Segment Start: Document section

In an opening scene of Zach Braff’s film, Garden State , a plane is spiraling downward to its fiery doom, while in the cabin Braff’s character Andrew Largeman calmly adjusts the air control nozzle above his seat. Upon awakening from this bizarre dream Largeman’s nightmare comes to life when his father phones to inform him of his mother’s death and he reacts by quietly heading off to his job as a waiter at a Chinese restaurant.
Jarring contrasts like this are at the heart of Garden State, a brash, moving and wickedly funny dark comedy that Braff, a veteran of NBC’s Scrubs , wrote and directed himself. In his directorial debut, Braff tells the story of twenty-somethings who are lost not only in the world of adulthood but to themselves as well.
Largeman, a struggling actor in LA, returns home to New Jersey to attend his mother’s funeral, but his visit with family and friends re-opens old wounds—and creates some new ones too. His hometown friends and he live chemically controlled lives. Through prescribed anti-depressants and recreational drugs they dull their world and numb themselves to life’s ambiguities.
Upon his return home, Largeman discovers that his paraplegic mother died by drowning in the bathtub (hints of suicide appear throughout the film, though they’re never confirmed). Since the onset of his mother’s paralysis when he was just nine, his psychiatrist father medicated him with dozens of anti-psychotics that have kept the raw feelings at bay. As a result, he has never quite dealt with the painful feelings spawned by the events surrounding her disability. He is an emotionally frozen actor who not only can’t feel; he can’t even fake real emotions. Unsurprisingly, his career is stalled–the only role he’s landed is that of a retarded boy in a melodrama.

Segment End: Document section
Segment Start: Data under study

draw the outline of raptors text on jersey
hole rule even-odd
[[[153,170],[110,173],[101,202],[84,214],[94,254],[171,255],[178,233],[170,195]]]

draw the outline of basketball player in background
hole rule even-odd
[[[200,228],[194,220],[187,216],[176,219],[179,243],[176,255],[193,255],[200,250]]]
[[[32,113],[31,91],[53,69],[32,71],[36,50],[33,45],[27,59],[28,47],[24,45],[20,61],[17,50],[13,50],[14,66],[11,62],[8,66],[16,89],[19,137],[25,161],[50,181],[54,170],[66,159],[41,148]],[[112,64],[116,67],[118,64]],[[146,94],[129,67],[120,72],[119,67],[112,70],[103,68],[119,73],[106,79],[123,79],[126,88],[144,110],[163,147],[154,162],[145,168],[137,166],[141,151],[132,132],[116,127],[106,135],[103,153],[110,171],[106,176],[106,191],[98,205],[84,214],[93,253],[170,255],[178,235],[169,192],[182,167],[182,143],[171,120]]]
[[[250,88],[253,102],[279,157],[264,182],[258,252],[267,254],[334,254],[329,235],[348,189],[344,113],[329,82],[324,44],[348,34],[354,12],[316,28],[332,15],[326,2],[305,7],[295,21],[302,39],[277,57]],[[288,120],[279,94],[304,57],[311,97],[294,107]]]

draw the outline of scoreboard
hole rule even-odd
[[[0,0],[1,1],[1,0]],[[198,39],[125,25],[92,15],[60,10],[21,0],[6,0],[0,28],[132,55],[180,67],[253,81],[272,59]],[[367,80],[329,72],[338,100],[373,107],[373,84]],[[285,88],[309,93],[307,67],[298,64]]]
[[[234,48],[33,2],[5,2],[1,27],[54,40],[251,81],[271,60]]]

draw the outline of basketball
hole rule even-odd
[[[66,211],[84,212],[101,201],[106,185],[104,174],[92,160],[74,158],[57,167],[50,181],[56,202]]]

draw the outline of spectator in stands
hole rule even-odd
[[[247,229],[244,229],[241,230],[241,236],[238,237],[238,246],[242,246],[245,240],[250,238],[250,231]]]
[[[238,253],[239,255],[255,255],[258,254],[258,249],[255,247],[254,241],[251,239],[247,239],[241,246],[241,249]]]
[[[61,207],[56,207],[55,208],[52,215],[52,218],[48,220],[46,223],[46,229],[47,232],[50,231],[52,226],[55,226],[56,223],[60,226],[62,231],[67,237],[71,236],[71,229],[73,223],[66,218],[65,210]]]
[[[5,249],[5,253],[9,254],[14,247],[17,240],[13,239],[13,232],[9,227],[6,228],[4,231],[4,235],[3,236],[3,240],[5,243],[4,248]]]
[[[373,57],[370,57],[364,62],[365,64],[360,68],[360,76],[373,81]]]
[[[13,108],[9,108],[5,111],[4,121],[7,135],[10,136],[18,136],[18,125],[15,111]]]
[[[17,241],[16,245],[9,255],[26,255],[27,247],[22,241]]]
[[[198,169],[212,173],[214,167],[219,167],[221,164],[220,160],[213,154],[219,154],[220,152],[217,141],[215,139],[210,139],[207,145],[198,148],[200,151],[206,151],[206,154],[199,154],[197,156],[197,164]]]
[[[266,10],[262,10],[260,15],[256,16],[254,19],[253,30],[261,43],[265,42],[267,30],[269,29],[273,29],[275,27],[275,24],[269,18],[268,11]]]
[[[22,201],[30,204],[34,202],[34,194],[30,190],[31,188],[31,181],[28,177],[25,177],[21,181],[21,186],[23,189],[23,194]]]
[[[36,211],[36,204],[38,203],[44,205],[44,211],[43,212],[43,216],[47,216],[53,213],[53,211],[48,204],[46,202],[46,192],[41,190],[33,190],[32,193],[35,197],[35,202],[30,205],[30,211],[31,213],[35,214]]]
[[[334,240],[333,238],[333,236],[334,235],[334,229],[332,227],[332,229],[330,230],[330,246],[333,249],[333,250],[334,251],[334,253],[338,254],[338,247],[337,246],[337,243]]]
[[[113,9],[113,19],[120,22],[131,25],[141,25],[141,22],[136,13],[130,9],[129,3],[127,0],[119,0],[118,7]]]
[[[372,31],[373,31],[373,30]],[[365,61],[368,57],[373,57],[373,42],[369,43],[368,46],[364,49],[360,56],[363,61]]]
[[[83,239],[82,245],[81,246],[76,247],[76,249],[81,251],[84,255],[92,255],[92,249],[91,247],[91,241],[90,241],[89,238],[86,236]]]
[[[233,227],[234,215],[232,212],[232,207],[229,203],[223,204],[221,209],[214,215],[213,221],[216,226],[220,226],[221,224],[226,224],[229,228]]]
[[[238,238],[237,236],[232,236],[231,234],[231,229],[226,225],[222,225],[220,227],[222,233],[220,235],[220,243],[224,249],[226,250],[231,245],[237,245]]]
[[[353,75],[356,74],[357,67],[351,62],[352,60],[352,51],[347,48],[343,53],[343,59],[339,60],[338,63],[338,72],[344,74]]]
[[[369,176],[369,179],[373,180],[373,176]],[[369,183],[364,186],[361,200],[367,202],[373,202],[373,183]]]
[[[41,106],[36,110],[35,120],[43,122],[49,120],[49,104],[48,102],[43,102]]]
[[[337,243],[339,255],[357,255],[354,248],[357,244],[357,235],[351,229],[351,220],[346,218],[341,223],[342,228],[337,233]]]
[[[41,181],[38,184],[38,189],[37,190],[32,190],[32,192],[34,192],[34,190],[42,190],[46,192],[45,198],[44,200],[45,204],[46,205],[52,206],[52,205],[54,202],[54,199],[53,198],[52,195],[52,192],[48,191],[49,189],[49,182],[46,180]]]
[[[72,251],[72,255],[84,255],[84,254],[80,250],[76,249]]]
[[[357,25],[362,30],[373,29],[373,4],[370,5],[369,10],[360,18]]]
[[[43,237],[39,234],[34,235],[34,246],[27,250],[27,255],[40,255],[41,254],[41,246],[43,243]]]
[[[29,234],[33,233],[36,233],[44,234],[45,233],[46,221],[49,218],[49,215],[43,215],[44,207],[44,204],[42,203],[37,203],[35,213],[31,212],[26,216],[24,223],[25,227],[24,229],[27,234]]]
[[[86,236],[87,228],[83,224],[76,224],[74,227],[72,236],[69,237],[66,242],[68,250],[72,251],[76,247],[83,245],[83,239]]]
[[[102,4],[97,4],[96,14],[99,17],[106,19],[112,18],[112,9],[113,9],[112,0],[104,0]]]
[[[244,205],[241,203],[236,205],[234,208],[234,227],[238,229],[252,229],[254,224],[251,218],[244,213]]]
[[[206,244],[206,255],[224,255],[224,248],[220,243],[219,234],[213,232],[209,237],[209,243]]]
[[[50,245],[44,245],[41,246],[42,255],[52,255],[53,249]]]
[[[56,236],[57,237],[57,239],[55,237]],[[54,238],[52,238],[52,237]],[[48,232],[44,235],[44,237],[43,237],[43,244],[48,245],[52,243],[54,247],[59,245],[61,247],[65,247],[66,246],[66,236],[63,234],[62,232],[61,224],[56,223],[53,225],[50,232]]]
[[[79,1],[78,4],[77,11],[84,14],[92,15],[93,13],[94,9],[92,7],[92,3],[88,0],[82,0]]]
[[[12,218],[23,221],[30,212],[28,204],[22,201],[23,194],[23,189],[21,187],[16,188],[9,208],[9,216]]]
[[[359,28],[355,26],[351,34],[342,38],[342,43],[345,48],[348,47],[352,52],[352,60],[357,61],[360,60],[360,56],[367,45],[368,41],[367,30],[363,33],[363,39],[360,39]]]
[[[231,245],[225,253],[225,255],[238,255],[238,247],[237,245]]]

Segment End: Data under study

● **Work request 1**
In the Garden State review, switch "twenty-somethings" to "young adults" in the passage that begins at the words "Jarring contrasts like" and stops after "themselves as well.".
● **Work request 2**
Using the Garden State review, answer these:
(a) Which NBC show is Braff a veteran of?
(b) What job is Largeman heading off to after his father's call?
(c) How old was Largeman when his mother's paralysis began?
● **Work request 3**
What is the Garden State review about? Answer in two sentences.
The material has no connection to the Garden State review.

● **Task output 1**
Jarring contrasts like this are at the heart of Garden State, a brash, moving and wickedly funny dark comedy that Braff, a veteran of NBC’s Scrubs , wrote and directed himself. In his directorial debut, Braff tells the story of young adults who are lost not only in the world of adulthood but to themselves as well.

● **Task output 2**
(a) Scrubs
(b) Waiter at a Chinese restaurant
(c) Nine

● **Task output 3**
Zach Braff wrote and directed Garden State, a dark comedy in which struggling LA actor Andrew Largeman returns home to New Jersey for his mother's funeral. Medicated by his psychiatrist father since his mother's paralysis began when he was nine, Largeman, like his hometown friends, numbs himself with drugs and has become an emotionally frozen actor whose career is stalled.